Please rescale the rows, starting at the one that contains "spot the ocean water." and ending with the last row, both included. Rewrite every line in that span, requests too, with each point coordinate in the answers multiplied by 1.2 and rounded to a whole number (halves round up), and leave the pictures out.

### [THE RECORDS]

* * *

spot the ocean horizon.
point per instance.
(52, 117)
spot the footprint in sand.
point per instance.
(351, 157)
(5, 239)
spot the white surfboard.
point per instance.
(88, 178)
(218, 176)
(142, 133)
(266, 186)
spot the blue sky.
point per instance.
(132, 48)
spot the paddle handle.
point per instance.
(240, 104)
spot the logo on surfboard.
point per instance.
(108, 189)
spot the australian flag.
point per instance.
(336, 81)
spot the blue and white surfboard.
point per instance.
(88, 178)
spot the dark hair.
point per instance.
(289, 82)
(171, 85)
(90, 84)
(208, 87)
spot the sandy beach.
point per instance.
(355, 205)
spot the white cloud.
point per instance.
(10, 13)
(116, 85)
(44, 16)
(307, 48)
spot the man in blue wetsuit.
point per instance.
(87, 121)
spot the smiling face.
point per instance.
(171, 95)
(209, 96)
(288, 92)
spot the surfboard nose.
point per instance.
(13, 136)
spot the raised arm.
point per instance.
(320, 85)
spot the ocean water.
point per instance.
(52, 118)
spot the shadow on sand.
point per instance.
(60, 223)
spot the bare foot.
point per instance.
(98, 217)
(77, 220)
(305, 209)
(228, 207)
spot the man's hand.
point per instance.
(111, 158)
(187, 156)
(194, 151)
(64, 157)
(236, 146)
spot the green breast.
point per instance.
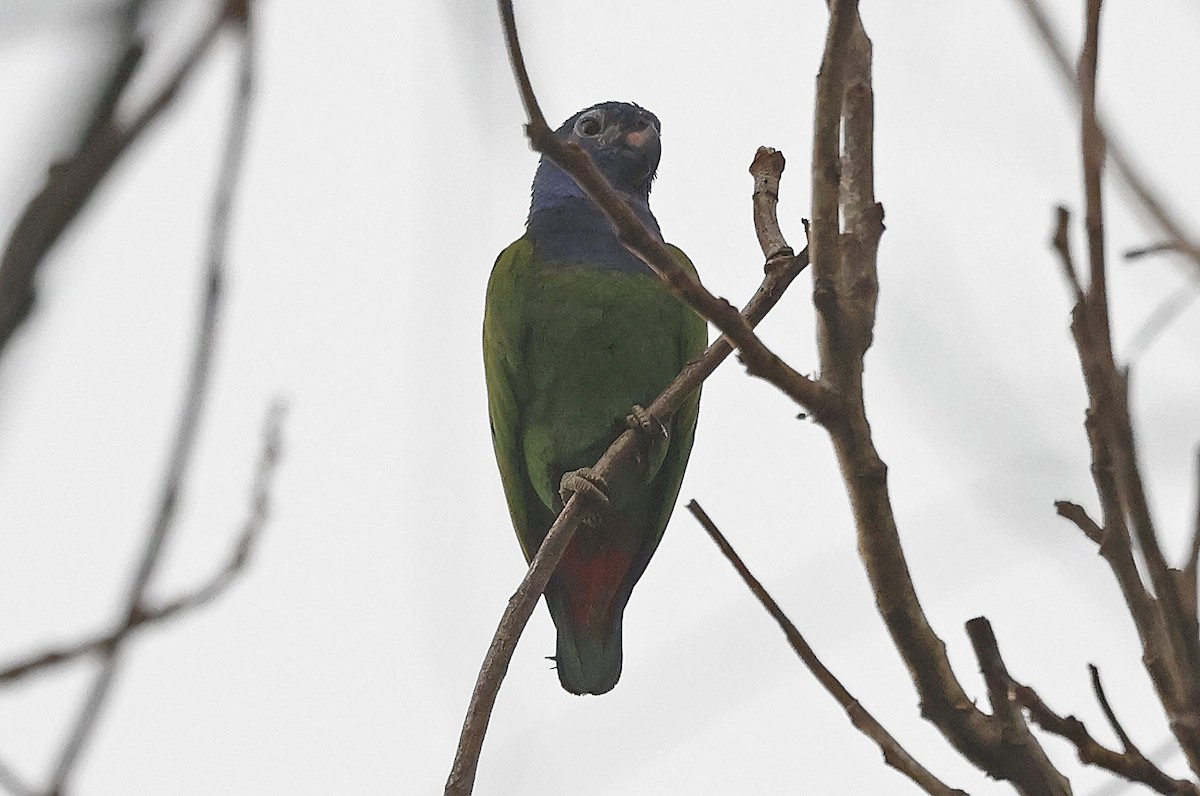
(598, 341)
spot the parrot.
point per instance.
(579, 335)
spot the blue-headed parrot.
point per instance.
(579, 331)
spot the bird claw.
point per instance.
(647, 425)
(585, 483)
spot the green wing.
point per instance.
(693, 342)
(516, 303)
(503, 341)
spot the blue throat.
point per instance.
(569, 229)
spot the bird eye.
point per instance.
(588, 126)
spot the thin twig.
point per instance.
(214, 587)
(1165, 313)
(767, 168)
(71, 184)
(759, 359)
(1078, 514)
(1187, 576)
(196, 390)
(1098, 689)
(894, 754)
(846, 229)
(1134, 767)
(1061, 244)
(1140, 187)
(496, 662)
(1152, 249)
(1170, 647)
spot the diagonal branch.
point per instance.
(72, 181)
(214, 587)
(235, 16)
(1140, 187)
(759, 359)
(780, 274)
(847, 223)
(894, 754)
(1131, 765)
(1165, 624)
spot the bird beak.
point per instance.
(640, 138)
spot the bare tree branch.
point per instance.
(759, 359)
(214, 587)
(234, 16)
(1078, 514)
(1140, 187)
(1131, 765)
(780, 274)
(894, 754)
(1014, 731)
(1165, 626)
(72, 181)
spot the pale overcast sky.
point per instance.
(387, 168)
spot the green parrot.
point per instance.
(577, 335)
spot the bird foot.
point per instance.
(651, 430)
(585, 483)
(646, 424)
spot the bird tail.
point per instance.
(588, 662)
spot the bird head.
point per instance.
(622, 139)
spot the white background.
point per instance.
(387, 167)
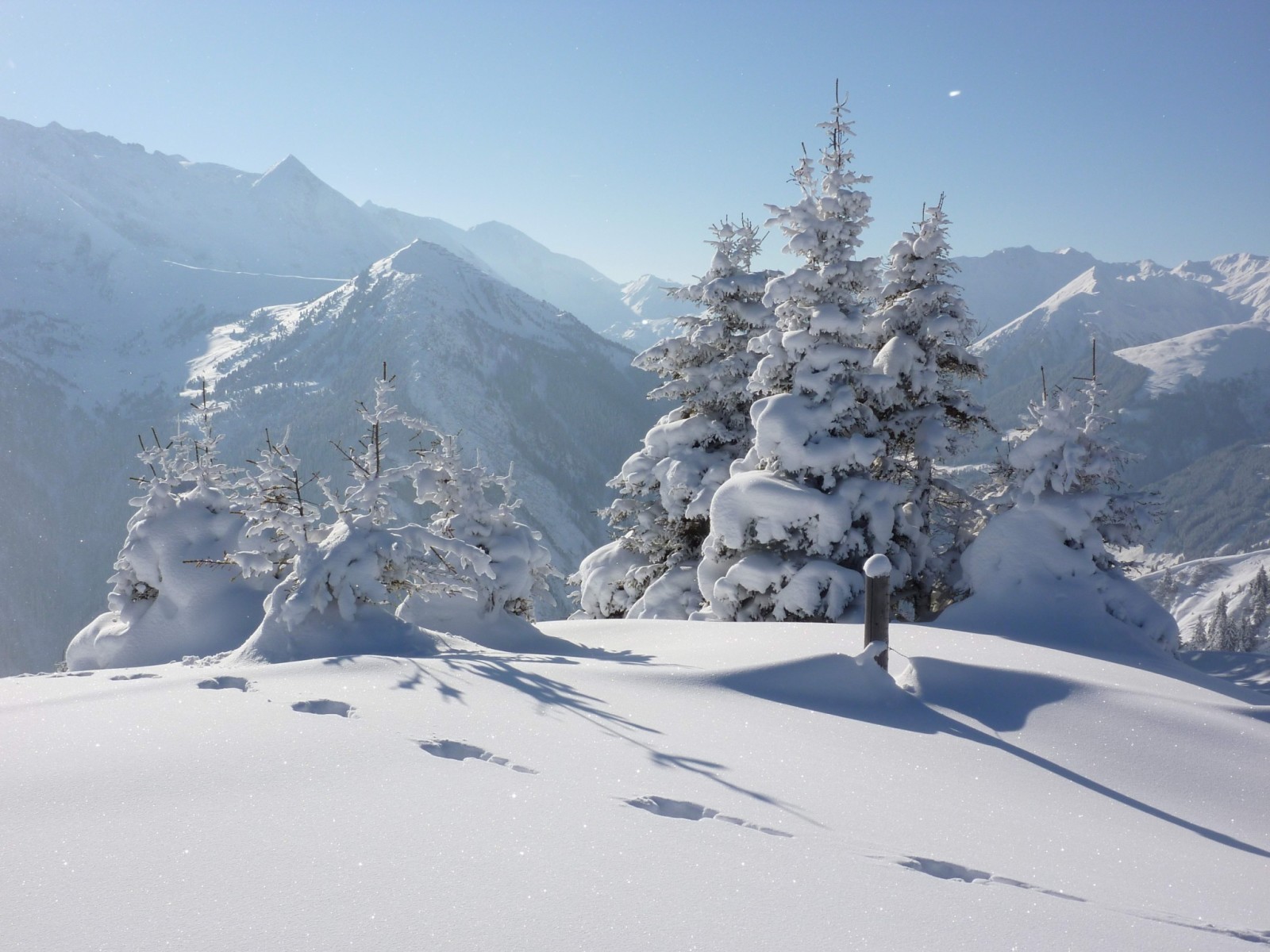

* * *

### [RESPONSE TO THIS EXERCISE]
spot the ocean water.
point per instance.
(62, 142)
spot the shadow on sand.
point per instance.
(72, 268)
spot the bare foot.
point per instance.
(118, 260)
(92, 264)
(366, 251)
(274, 248)
spot the man's hand.
point per instance.
(133, 190)
(224, 187)
(233, 181)
(77, 188)
(283, 175)
spot the green breast.
point per instance.
(718, 409)
spot the parrot.
point per instance.
(695, 402)
spot the blue-headed parrot.
point per instance.
(695, 397)
spot the bird claw.
point per instance.
(776, 510)
(702, 580)
spot the green wing.
point per instance.
(832, 410)
(619, 364)
(604, 409)
spot the blue throat.
point per instance.
(683, 275)
spot the bird eye.
point per instance.
(706, 151)
spot the thin twig.
point per instance.
(257, 704)
(1398, 376)
(920, 202)
(85, 221)
(911, 431)
(1294, 617)
(1424, 691)
(235, 468)
(1318, 827)
(1073, 905)
(1015, 275)
(1361, 920)
(1273, 293)
(1368, 224)
(595, 794)
(1382, 299)
(1404, 776)
spot the diagonal branch.
point per instance.
(86, 217)
(257, 704)
(282, 19)
(1368, 224)
(911, 431)
(936, 329)
(1016, 268)
(1073, 905)
(1357, 918)
(1398, 749)
spot the bird beak.
point per instance.
(768, 166)
spot the bare tree branch.
point per instance.
(911, 431)
(257, 704)
(281, 19)
(1294, 617)
(1368, 224)
(1357, 918)
(936, 329)
(1073, 905)
(1217, 877)
(1398, 751)
(86, 217)
spot the pale overcast sky.
point per instance.
(464, 202)
spot the green parrot.
point per instance.
(692, 402)
spot the bird foot.
point per instance.
(781, 516)
(702, 580)
(775, 509)
spot the bird tail.
point per instance.
(706, 794)
spot the bird head.
point per instance.
(746, 167)
spot the white background.
point per instance.
(464, 200)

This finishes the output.